_Goal A_. According to the BigQuery optimization article, why is Google Analytics 4 data a good fit for the technique it demonstrates?
_Goal B_. Continue the BigQuery optimization article from its final sentence, in the same voice.

_Quoted passage_.
— BEGIN —
BigQuery Optimization: From Full Reload to Incremental Processing

Csaba Kassai

2026-04-01

11 min read

Hero image for 'BigQuery Optimization: From Full Reload to Incremental Processing' article

Csaba Kassai · CTO at Rabbit

This post walks through a real optimization pattern applied for a Rabbit client: rewriting scheduled queries from full reloads to incremental MERGE statements. I’ll demonstrate the technique step by step using Google Analytics 4 data (a perfect candidate because event data finalizes within a day and doesn’t change after that), covering how to partition your tables, define a self-healing lookback window, and structure a MERGE query that handles both initial loads and daily incremental runs.

One of the fastest ways to cut BigQuery costs is also one of the simplest: stop reprocessing data that hasn’t changed. Many teams run scheduled queries that drop and recreate entire tables every time they execute — even when 99% of the underlying data is identical to the last run. For a table with a year of history, that means paying to scan 365 days of data just to update today’s rows.
— END —
_Record list_.
— BEGIN —
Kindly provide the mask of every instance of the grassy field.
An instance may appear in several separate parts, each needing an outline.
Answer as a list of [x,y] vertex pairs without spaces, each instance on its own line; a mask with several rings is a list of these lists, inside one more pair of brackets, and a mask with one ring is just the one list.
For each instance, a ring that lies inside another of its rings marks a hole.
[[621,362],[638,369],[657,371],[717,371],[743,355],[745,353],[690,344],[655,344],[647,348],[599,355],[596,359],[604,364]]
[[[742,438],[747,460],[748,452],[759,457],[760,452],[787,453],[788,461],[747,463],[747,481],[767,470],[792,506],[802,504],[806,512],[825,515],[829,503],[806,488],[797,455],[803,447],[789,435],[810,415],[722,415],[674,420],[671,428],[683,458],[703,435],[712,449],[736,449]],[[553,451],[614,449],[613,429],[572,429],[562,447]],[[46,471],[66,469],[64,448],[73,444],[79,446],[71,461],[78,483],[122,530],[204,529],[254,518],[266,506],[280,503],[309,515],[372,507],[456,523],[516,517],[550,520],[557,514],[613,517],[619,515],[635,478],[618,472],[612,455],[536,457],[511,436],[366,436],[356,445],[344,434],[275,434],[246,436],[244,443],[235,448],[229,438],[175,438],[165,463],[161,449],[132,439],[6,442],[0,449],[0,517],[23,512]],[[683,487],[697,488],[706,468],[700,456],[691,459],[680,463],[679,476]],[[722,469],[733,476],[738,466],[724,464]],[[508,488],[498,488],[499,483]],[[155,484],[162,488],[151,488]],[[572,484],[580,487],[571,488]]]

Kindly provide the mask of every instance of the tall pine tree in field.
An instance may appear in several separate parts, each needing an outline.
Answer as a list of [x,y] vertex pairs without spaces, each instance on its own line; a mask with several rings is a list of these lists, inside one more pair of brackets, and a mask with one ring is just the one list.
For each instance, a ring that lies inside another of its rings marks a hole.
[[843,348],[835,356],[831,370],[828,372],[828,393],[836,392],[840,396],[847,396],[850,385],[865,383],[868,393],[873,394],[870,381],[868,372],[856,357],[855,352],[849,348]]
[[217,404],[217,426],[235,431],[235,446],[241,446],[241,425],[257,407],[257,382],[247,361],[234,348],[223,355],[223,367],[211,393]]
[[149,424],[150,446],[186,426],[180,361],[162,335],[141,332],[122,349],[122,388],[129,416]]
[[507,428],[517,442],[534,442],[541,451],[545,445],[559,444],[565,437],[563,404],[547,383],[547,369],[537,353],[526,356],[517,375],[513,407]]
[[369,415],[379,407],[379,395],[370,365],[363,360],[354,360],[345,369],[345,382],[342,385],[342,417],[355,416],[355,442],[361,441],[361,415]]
— END —
_Written reply A_. Its event data finalizes within a day and does not change after that.

_Written reply B_.
Why do full reloads keep getting more expensive?

A full reload query follows a simple pattern: truncate the target table and rebuild it from scratch using the entire source dataset. It’s easy to write, easy to reason about, and it guarantees consistency.

The problem is cost. BigQuery charges by bytes scanned, and a full reload scans everything, every time. When the source table is small, nobody notices. But source tables grow. A production Google Analytics property generating 330 GB of events per month has a cumulative source table of 330 GB in January — but that table grows to 4 TB by December as each month’s data piles up. The scheduled query that cost $2/day in January costs $24/day by year-end — for the exact same logic.

At a Rabbit client, we identified scheduled queries following the full reload pattern and rewrote them to incremental processing. The result: over 95% reduction in scanned bytes and query costs for the affected queries.

The example: a session summary table from GA4 events

Let’s make this concrete. We’ll use the public GA4 sample dataset (bigquery-public-data.ga4_obfuscated_sample_ecommerce.events_*) to build a daily session summary table — total events, page views, and purchases per session per day.

This is a typical analytics pipeline pattern: raw event data flows into a summary table that dashboards and reports query downstream.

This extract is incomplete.